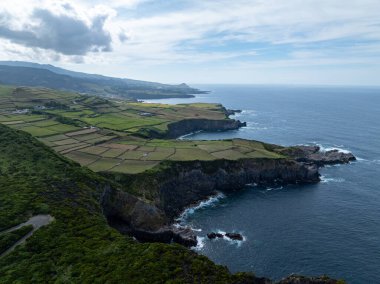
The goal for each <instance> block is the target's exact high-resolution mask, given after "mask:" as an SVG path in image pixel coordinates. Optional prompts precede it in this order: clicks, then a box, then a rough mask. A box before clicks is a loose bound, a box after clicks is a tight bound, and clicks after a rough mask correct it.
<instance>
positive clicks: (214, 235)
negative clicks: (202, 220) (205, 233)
mask: <svg viewBox="0 0 380 284" xmlns="http://www.w3.org/2000/svg"><path fill="white" fill-rule="evenodd" d="M207 237H208V238H209V239H210V240H213V239H216V238H223V234H220V233H214V232H212V233H209V234H207Z"/></svg>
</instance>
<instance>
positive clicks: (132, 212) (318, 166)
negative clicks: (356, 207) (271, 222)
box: [103, 146, 355, 244]
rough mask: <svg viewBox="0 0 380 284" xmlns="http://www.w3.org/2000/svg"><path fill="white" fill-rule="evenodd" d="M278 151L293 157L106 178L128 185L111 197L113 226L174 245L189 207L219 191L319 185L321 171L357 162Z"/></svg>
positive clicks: (110, 222)
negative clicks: (269, 185) (285, 185)
mask: <svg viewBox="0 0 380 284" xmlns="http://www.w3.org/2000/svg"><path fill="white" fill-rule="evenodd" d="M273 149H274V150H275V151H276V152H279V153H281V154H283V155H287V157H285V158H278V159H269V158H260V159H259V158H255V159H253V158H252V159H240V160H215V161H181V162H180V161H175V162H174V161H166V162H163V163H162V164H161V165H160V167H159V168H157V169H154V170H151V171H147V172H144V173H141V174H137V175H125V174H117V173H104V175H106V176H107V177H109V178H113V179H114V180H116V181H117V182H118V183H119V184H123V185H124V186H125V187H124V189H123V190H117V191H108V192H106V193H105V195H104V196H105V197H104V200H103V206H104V208H105V209H104V211H105V214H106V216H107V217H108V218H109V220H110V223H111V225H113V226H114V227H116V228H118V229H119V230H120V231H123V232H124V233H130V234H133V235H135V236H136V237H137V238H140V239H141V240H149V241H154V240H155V236H157V238H156V240H157V241H162V240H166V241H165V242H170V241H173V240H175V234H176V232H175V229H174V228H173V227H170V224H172V223H173V221H174V219H175V218H176V217H177V216H178V215H179V214H180V213H181V212H182V211H183V210H184V209H185V208H186V207H188V206H191V205H193V204H196V203H197V202H199V201H201V200H204V199H207V198H208V197H210V196H212V195H215V194H216V193H217V192H218V191H224V192H226V191H234V190H239V189H241V188H243V187H244V186H245V185H247V184H251V183H255V184H258V185H273V184H276V185H280V184H295V183H316V182H319V181H320V178H319V177H320V174H319V172H318V167H320V166H323V165H325V164H336V163H347V162H349V161H352V160H355V157H354V156H353V155H352V154H350V153H341V152H337V151H335V150H332V151H327V152H321V151H319V148H318V147H314V146H310V147H309V146H296V147H277V148H273ZM127 192H130V193H131V194H129V193H127ZM136 196H138V197H136ZM179 235H180V233H179ZM188 237H189V236H188V234H187V236H186V238H187V239H188ZM180 242H182V243H183V240H180ZM188 243H189V244H193V242H191V241H190V242H188Z"/></svg>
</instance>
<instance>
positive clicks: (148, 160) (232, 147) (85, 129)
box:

______________________________

◆ **Aim of the task**
Please report how many lines of the material above contain the string "negative", with case counting. Give only the number.

◆ **Task answer**
3